What the exercise asks: Images aside, return all the entries exactly.
** Extracted entries follows **
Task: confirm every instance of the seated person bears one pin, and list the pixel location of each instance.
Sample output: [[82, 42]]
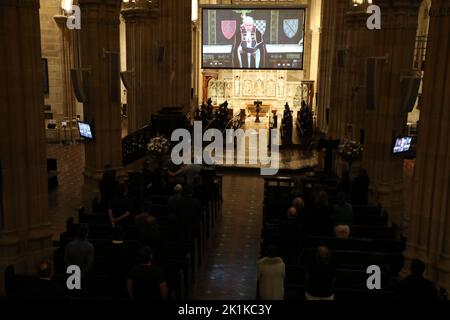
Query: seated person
[[320, 277], [319, 220], [119, 209], [80, 252], [271, 272], [42, 288], [173, 200], [176, 174], [415, 286], [109, 187], [146, 281], [343, 216], [119, 263], [189, 212], [291, 237], [147, 229]]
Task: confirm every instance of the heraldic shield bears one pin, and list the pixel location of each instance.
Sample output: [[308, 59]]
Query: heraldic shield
[[290, 27], [229, 28], [261, 26]]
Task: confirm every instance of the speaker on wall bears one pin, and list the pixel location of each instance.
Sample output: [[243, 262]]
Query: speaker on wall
[[76, 77], [362, 136], [341, 57], [371, 65], [410, 88], [126, 80], [114, 76], [160, 55]]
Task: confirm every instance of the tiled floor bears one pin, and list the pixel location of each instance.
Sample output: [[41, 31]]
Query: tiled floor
[[229, 270], [64, 200], [229, 267]]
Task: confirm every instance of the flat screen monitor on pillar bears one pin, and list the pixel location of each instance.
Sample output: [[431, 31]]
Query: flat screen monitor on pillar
[[253, 38], [86, 131]]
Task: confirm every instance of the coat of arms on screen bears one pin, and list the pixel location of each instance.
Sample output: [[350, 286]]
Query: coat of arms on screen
[[261, 26], [290, 27], [229, 28]]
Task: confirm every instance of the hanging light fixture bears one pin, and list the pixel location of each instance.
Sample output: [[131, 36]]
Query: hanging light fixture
[[194, 14], [67, 5]]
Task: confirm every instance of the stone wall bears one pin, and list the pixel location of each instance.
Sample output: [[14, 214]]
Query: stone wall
[[312, 41], [51, 44]]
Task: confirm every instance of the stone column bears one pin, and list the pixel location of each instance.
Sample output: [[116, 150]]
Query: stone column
[[428, 236], [170, 82], [327, 56], [67, 62], [99, 40], [396, 42], [25, 234], [345, 126], [159, 51], [337, 73], [363, 49], [139, 46]]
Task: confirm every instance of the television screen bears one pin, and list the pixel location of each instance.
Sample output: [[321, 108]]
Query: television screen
[[403, 145], [86, 131], [251, 38]]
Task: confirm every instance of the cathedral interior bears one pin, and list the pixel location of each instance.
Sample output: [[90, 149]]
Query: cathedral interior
** End of Extracted entries **
Solution to the exercise:
Task: confirm every instance of the seated person bears one pin, and list the pixel location of each instance.
Sample output: [[82, 42]]
Query: seated person
[[320, 277], [319, 220], [119, 209], [80, 252], [271, 272], [42, 288], [173, 200], [176, 174], [415, 286], [109, 187], [146, 281], [343, 216], [119, 263], [189, 212], [291, 237], [147, 229]]
Task: confirm every instance of the heraldic shield bears one pin, and list the pixel location of each instance.
Sample output: [[308, 59]]
Query: heraldic shield
[[290, 27], [229, 28], [261, 26]]
Task: confirm every instance of the speaker on wall bears one pin, and list the pixel location of each instance.
Sample output: [[243, 262]]
Query: speaker on wall
[[76, 77], [362, 136], [341, 57], [371, 65], [410, 88], [126, 80], [114, 76], [160, 55]]
Task: confirm every instance of the tiled floor bears one pin, and list the pixel location of each instance.
Sample output: [[41, 31]]
Query: tiled floor
[[229, 270], [64, 200], [229, 267]]
Task: confirm every instance of the flat screen monitor on pillar bears one pin, and list the pixel location of each instance.
Sample output: [[431, 31]]
Query: flat screen monitor on pillar
[[253, 38], [86, 131]]
Task: confirm every instance of the coat of arms on screen bears one pin, and list the pixel location of each instance.
Sample output: [[350, 286]]
Query: coat of arms on screen
[[261, 26], [290, 27], [229, 28]]
Task: confirm every instance of the hanging light fixture bears one pin, and list the pixel location of each instance.
Sample output: [[131, 36]]
Query: hanging light fixture
[[194, 14], [67, 5]]
Task: confirm every instance of the stone wall bears one pin, and list the pixel location of each instance.
Sample output: [[14, 214]]
Query: stone wall
[[312, 41], [51, 44]]
Task: confirm every instance of the stone column bears one pin, and list the pixel location of each instance.
Sample output: [[116, 150]]
Query: stone column
[[428, 236], [170, 82], [327, 56], [67, 62], [99, 40], [396, 42], [25, 234], [345, 126], [159, 51], [337, 73], [363, 49], [139, 46]]
Task: confirm every instance of the television screen bears one pin, and list the pixel location of each instance.
Sample output: [[321, 108]]
Query: television screen
[[403, 145], [86, 131], [251, 38]]
Task: confirm every instance of the cathedral interior bears one pin, and list the pixel location of each instance.
Sample output: [[90, 149]]
Query: cathedral interior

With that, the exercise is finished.